(Task statement)
Write the material out again exactly.

↓↓↓

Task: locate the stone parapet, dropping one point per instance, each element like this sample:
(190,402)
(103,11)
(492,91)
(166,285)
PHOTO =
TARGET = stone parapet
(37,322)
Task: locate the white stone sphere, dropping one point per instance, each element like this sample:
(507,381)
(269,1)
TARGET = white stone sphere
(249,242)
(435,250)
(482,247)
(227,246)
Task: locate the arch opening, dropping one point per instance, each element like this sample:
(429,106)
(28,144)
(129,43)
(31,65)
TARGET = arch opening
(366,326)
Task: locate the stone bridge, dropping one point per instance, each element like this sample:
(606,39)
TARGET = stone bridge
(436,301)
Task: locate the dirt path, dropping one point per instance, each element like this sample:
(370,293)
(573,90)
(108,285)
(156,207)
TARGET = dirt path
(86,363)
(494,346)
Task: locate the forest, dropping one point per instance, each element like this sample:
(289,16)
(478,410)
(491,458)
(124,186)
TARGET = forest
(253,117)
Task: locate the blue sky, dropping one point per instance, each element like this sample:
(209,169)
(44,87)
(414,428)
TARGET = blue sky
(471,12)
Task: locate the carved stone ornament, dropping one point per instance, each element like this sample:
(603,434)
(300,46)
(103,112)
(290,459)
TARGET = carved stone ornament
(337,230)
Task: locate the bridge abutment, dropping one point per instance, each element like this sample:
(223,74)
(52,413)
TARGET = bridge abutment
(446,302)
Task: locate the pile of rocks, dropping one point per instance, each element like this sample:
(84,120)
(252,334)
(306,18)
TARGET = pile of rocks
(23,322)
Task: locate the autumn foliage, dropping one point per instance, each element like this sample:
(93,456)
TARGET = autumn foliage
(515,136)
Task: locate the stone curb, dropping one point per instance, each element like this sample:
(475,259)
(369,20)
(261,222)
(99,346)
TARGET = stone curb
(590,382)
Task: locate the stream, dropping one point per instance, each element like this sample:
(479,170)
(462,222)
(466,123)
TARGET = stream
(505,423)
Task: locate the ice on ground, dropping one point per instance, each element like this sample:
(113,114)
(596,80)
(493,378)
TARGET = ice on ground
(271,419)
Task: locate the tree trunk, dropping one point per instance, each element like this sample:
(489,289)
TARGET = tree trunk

↑↑↑

(Output of the exercise)
Task: locate the stone parapet, dropping one point per instance, each element like this sample:
(190,402)
(103,11)
(492,91)
(166,285)
PHOTO =
TARGET = stone parapet
(37,322)
Task: locate the white stone sphere, dropping one point per instance, each element like this sample:
(507,381)
(269,1)
TARGET = white stone sphere
(249,242)
(435,250)
(482,247)
(227,246)
Task: locate the arch opening, dropping one point per instance, each element like this sample:
(429,106)
(28,144)
(129,43)
(31,65)
TARGET = arch opening
(366,326)
Task: locate the stone bridge, dropping one point per instance, each element like this sample:
(606,39)
TARGET = stone bridge
(436,301)
Task: locate the dirt path, dropping one point per instance, each element like this sample:
(370,293)
(573,90)
(108,285)
(156,207)
TARGET = dirt path
(86,363)
(494,346)
Task: locate the forest, dropping one point per instance, each element like this sample:
(289,16)
(478,410)
(491,458)
(124,186)
TARGET = forest
(253,117)
Task: locate the blue sky, dropping one point per instance, each element like this sample:
(209,169)
(44,87)
(414,428)
TARGET = blue sky
(471,12)
Task: locate the carved stone ornament, dropping one point per instance, each element like this sample:
(603,434)
(300,46)
(103,112)
(290,459)
TARGET = carved stone ornament
(337,230)
Task: locate the bridge abutment, dropping one point per instance, each element like this sample:
(223,74)
(52,413)
TARGET = bridge abutment
(446,302)
Task: locate the pile of rocks, dropping one point per instance, each element like this sample:
(84,120)
(252,334)
(306,18)
TARGET = pile of rocks
(23,322)
Task: locate the autumn foliage, dropping one point per instance, each element like this sample:
(93,456)
TARGET = autumn foliage
(515,136)
Task: locate the stone curb, dropping one point per instance, each element like this sample:
(475,259)
(369,20)
(261,222)
(99,346)
TARGET = stone curb
(590,382)
Task: locate the stream, dropping one point per instance, each element like this sample:
(479,170)
(462,222)
(466,123)
TARGET = stream
(505,423)
Task: locate the ice on ground, dropping one point per instance, each element like this sample:
(113,114)
(596,80)
(493,378)
TARGET = ice on ground
(271,419)
Task: locate the tree trunk, dropping one point per instance, each element like this sample:
(489,289)
TARGET = tree trunk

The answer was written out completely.